# Set of tasks
1: Tally the lines in the records that contain the word "dark" and reply with only that number.
2: Pick up the page on logging tools and configuration at the point where it stops, and keep writing it onward.

# Text to read

***

Logging

This section provides an overview of the tools and their configurations for interacting with infrastructure and game server logs.

Target Audience

This page is primarily intended for users on Private Cloud plans. If you are using Metaplay Cloud with a Pre-launch/Production plan, information from this page may not be directly relevant to your needs.

Tools

The main tools we use are:

Promtail: used for monitoring and sending logs from Kubernetes nodes as well as containers running on those nodes.
Loki: an in-cluster log aggregation tool for collecting and allowing querying of logs. It can be queried either directly using the APIs and LogQL or via a separate UI such as Grafana.
Grafana: used as a common frontend for querying and interacting with logs (as well as other metrics and dashboards).
CloudWatch Logs: An Amazon Web Services (AWS) service for collecting logs. Most other AWS services offer native integration to send logs to CloudWatch.
S3: An AWS service for object storage, often used for persisting logs (e.g., via Loki or directly from Promtail).

Overview of Logging

Sources of Logs and Gathering Log Data

Logging is a broad subject, and in the context of running Metaplay-based game servers and supporting infrastructure, we can roughly categorize sources of log data into the following categories:

Docker containers
- Game servers and supporting tooling orchestrated via the metaplay-gameserver Helm chart
- Kubernetes cluster-wide tooling via the metaplay-services Helm chart
Virtual machines
- EC2 instances that make up the nodes of the Kubernetes cluster
AWS services
- Elastic Kubernetes Service (EKS): Kubernetes control plane-related logging
- Lambda: Various utility functions

Each of these sources behaves slightly differently, and utilizing and capturing logs is handled by default differently. For example, many AWS services themselves can be configured to publish logs to AWS CloudWatch Logs, where the logs can be persisted or consumed from. As a practical example, AWS EKS control plane logs are published to CloudWatch Logs in this way. In practice, for many AWS services, we not only do not need to, but often cannot actually influence that much in how the logs are gathered.

On the other hand, most components of the Metaplay stack run as Docker containers on top of EKS. This means that container logs are generated and exist mainly in the context of the underlying Kubernetes node, which runs those containers. In our case, these hosts are often AWS EC2 instances. We leverage Promtail, which runs on each host as a Kubernetes DaemonSet, to monitor the host's /var/log directory and capture all logs generated from containers on the given host. Promtail can be used to additionally decorate each gathered log row with metadata, such as which Kubernetes pod and which container in the pod generated the log row. Collecting this type of data allows easier consumption of logs further down the line.

In practice, we prefer to collect Kubernetes logs in this fashion as it means we do not need to customize the log collection per service, but instead can easily collect logs of all containers, be they long-running services or ephemeral jobs, in this fashion.

Aggregating Logs

Once logs are gathered, we by default aggregate them to two different locations:

CloudWatch Logs
Loki

Functionally, log aggregation allows us to define a central location where the log data is collected, which solves issues like how the log data is persisted and how it can be interacted with or queried.

***

# Data excerpts

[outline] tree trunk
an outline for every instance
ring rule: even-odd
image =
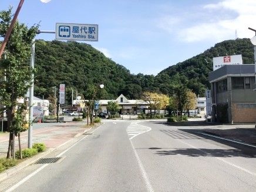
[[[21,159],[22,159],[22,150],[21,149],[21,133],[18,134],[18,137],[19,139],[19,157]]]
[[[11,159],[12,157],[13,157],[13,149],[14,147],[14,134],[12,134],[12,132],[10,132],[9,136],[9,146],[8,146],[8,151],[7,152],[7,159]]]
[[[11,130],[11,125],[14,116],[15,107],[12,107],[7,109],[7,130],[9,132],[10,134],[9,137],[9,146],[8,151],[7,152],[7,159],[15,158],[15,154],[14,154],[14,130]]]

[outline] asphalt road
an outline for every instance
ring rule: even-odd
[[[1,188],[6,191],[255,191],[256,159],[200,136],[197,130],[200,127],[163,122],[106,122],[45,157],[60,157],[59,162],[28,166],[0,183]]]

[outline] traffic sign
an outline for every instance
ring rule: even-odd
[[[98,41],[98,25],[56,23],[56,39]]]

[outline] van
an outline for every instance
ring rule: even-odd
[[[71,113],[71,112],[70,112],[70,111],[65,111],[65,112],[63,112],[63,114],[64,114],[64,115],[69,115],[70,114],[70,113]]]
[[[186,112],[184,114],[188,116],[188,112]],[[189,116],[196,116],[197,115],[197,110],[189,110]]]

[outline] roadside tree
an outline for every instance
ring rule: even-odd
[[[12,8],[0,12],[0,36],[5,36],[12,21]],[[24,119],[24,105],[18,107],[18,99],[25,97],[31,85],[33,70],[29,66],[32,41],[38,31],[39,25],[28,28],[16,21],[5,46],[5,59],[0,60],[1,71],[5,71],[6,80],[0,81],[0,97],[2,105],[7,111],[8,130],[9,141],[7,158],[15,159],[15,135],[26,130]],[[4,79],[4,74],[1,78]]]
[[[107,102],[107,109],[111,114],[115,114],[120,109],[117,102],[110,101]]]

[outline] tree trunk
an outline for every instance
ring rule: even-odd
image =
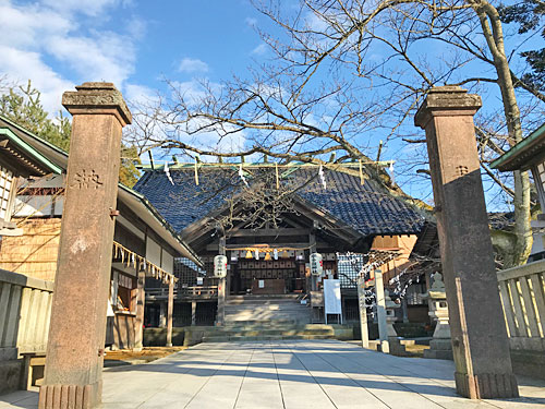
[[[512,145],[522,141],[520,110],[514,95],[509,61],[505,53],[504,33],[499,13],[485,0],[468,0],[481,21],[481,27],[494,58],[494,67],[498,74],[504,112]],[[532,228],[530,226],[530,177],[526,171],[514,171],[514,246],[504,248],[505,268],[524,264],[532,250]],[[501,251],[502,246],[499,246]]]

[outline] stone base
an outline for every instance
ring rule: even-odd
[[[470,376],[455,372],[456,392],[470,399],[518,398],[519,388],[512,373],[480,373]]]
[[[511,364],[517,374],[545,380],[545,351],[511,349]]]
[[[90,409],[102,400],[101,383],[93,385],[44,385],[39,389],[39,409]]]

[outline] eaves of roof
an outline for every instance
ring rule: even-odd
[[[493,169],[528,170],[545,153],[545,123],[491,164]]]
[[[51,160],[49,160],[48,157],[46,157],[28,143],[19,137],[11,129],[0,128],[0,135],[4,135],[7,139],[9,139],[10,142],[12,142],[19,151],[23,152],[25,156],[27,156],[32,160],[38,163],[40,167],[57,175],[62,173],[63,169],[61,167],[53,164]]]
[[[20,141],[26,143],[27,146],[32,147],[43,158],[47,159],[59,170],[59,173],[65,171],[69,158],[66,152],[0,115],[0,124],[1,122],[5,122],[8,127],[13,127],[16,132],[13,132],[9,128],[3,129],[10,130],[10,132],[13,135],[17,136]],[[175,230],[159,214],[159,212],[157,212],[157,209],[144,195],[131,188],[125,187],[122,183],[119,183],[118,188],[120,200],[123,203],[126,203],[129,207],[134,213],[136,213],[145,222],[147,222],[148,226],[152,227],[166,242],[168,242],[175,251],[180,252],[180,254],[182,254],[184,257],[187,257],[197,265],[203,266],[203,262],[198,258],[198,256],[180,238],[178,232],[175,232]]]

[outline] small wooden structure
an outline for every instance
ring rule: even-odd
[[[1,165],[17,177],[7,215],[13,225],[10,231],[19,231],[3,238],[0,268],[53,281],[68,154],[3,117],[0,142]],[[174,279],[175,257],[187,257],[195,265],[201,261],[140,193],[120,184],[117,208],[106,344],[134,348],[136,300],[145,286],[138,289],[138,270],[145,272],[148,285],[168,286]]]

***

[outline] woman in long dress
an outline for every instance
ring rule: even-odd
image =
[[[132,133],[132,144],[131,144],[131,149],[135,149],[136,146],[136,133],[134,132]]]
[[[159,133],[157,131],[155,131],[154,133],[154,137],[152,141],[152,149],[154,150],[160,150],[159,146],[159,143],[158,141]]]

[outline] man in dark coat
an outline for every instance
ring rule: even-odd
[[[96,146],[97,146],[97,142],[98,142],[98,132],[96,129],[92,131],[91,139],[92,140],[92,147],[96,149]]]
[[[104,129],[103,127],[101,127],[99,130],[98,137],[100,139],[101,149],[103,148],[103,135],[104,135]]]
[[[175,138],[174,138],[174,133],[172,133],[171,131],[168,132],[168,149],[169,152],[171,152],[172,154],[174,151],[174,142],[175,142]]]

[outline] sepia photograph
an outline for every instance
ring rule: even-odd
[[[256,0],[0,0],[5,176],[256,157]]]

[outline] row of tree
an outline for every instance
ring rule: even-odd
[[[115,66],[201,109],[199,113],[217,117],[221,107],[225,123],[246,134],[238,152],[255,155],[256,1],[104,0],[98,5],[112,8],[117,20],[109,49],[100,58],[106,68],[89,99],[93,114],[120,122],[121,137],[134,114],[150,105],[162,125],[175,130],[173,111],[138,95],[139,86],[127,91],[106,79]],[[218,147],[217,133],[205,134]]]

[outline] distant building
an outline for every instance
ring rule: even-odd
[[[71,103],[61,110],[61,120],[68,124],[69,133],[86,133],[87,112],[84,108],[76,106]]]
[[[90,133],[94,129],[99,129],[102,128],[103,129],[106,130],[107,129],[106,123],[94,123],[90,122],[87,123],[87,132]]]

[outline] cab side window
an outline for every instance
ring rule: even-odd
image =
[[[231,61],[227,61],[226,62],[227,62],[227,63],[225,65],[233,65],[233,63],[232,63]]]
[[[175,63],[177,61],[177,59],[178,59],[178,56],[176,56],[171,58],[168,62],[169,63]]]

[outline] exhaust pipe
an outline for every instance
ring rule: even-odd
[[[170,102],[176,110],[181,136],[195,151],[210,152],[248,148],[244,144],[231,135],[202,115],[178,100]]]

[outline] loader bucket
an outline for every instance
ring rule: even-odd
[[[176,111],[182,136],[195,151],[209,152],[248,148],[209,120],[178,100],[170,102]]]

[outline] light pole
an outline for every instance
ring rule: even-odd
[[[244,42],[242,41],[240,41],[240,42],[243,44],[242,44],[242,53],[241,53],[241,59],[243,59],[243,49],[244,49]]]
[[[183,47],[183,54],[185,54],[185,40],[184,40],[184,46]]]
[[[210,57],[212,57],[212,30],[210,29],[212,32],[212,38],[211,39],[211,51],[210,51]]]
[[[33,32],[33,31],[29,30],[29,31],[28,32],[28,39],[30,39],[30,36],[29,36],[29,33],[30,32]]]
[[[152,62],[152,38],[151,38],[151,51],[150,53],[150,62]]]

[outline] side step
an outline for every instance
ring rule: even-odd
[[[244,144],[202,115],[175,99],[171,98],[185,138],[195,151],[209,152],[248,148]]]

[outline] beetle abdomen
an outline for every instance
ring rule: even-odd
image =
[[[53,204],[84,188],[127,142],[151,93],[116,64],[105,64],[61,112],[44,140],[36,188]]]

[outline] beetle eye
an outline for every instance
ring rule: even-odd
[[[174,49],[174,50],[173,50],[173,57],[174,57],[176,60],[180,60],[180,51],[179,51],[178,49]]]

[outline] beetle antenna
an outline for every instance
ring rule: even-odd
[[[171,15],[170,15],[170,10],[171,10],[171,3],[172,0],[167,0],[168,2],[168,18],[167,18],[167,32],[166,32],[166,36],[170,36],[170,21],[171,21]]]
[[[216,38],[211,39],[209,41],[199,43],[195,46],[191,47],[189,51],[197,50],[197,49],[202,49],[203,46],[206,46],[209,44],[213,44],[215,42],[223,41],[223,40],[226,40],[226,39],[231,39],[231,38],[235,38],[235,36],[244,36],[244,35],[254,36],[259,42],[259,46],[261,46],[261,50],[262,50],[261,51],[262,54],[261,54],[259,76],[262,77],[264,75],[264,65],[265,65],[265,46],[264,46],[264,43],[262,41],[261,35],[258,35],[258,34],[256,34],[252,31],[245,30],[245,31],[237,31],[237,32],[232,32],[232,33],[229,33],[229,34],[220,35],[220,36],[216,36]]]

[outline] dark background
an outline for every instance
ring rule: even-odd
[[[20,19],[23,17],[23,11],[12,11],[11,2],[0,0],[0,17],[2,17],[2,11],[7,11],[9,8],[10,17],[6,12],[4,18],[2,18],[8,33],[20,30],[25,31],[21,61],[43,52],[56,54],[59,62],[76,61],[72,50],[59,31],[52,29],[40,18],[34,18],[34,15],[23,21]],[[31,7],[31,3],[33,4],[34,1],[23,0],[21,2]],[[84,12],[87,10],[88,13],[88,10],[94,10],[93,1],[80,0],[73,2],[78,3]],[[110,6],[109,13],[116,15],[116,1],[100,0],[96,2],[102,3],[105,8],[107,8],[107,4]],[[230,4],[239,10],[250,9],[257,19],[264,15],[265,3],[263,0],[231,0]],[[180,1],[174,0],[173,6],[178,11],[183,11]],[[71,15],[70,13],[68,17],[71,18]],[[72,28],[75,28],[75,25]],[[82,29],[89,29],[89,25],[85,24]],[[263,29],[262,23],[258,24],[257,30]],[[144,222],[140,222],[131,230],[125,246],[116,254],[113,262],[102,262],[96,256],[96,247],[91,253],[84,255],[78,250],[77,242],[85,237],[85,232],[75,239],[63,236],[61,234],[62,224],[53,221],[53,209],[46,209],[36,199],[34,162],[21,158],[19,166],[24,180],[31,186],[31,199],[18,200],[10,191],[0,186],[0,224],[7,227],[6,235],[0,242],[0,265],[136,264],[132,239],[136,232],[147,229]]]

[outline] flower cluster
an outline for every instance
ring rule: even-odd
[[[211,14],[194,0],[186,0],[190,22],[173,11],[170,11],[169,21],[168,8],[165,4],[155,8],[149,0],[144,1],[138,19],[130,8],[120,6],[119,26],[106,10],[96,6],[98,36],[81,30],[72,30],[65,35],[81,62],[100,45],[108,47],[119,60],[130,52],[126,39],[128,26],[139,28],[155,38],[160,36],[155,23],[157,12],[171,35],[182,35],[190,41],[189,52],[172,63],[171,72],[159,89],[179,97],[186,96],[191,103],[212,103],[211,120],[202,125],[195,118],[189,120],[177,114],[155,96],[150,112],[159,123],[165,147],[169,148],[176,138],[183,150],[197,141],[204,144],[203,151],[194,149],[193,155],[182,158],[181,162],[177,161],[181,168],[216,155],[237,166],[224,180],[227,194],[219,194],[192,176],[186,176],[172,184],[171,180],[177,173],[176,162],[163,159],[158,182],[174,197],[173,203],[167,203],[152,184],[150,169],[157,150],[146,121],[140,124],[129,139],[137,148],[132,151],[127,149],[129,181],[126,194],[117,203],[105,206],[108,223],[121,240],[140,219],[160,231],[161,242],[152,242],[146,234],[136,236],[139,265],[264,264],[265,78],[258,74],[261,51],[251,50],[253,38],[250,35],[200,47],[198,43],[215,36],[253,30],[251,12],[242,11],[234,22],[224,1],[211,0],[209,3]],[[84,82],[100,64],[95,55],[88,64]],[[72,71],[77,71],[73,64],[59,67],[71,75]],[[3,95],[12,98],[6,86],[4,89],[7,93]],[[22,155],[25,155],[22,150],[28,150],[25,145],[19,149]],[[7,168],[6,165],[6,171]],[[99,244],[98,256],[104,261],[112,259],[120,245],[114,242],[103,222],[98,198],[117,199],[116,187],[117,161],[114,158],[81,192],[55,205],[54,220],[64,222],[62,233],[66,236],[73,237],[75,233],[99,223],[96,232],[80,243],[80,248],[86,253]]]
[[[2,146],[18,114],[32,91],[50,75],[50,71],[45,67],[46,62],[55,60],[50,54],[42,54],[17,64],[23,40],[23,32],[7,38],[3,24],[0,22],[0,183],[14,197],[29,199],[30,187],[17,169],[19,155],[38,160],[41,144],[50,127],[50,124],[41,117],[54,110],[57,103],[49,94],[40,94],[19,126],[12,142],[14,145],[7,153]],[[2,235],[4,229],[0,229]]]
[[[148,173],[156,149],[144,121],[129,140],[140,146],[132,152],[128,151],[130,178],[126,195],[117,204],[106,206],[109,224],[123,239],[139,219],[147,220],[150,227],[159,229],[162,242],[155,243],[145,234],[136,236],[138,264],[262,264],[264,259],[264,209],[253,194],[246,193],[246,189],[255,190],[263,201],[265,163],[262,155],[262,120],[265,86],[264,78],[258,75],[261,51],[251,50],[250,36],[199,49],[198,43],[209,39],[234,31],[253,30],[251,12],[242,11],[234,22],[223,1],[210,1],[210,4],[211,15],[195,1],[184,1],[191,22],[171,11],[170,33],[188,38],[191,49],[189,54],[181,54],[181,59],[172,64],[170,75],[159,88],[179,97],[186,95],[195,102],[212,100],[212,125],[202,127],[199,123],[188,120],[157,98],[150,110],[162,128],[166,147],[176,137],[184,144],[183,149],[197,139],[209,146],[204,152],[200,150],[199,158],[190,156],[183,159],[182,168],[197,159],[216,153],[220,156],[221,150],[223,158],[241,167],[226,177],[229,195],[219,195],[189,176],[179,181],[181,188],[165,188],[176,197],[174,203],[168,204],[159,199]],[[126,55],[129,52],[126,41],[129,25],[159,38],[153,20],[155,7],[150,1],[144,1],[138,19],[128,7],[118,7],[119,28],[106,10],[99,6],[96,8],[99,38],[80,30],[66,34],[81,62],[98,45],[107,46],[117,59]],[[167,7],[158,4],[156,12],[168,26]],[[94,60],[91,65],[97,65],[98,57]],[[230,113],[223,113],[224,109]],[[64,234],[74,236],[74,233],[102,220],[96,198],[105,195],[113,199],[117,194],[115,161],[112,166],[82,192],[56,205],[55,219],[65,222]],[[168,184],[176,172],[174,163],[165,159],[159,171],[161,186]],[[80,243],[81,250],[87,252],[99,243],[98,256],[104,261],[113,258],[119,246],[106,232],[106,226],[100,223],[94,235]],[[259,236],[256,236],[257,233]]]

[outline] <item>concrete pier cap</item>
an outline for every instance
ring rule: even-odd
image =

***

# Responses to the tasks
1: 2

2:
As discussed above, CloudWatch Logs offers a logical location for us to aggregate AWS-native logging data. We attempt to segregate services into different CloudWatch Logs log groups based on logical components (e.g., EKS logs go to a different log group than Lambda function logs), and within those log groups, we attempt to split logs into log streams based on further logical groupings within the component (e.g., within the EKS log group, different log streams exist for the Kubernetes API server, authentication service, controller manager, etc.).

For logs originating from Kubernetes nodes via Promtail, we by default use Grafana Labs' Loki as the aggregator. Our current design runs Loki in-cluster and uses AWS S3 for the persistence of log files. Unlike CloudWatch Logs, which is an AWS PaaS, Loki requires more operational caretaking, especially in large deployments, and the later parts of this document will outline various strategies available to help with scaling Loki up if log volumes increase.

Consuming Logs

As an end user of logs, regardless of whether you are a game server developer or an operations engineer looking after the infrastructure, our base design places Grafana as the central source of not only metrics but also log data. You can think of Grafana as a lens to these different troves of data and offers a unified location for you to query logs from or even create dashboards based on log analysis.

Each log aggregator has a slightly different format for querying data. Listed below are links to resources for getting acquainted with querying Loki using LogQL or AWS CloudWatch Logs using the CloudWatch Logs Insights queries:

Configuring Your Infrastructure for Logging

Basic Configuration to Get the Flow Going

Assuming that you manage your infrastructure through the Metaplay-provided Terraform modules, configuring a basic logging setup is relatively straightforward. The environments/aws-region module README is a good place to get started with to understand which parameters are available to you. That said, to get started, we can configure our environment as follows:

bash

module "infra" {
  source = "git@github.com:metaplay-shared/infra-modules.git//environments/aws-region?ref=main"

  # Snip, your other configurations are here...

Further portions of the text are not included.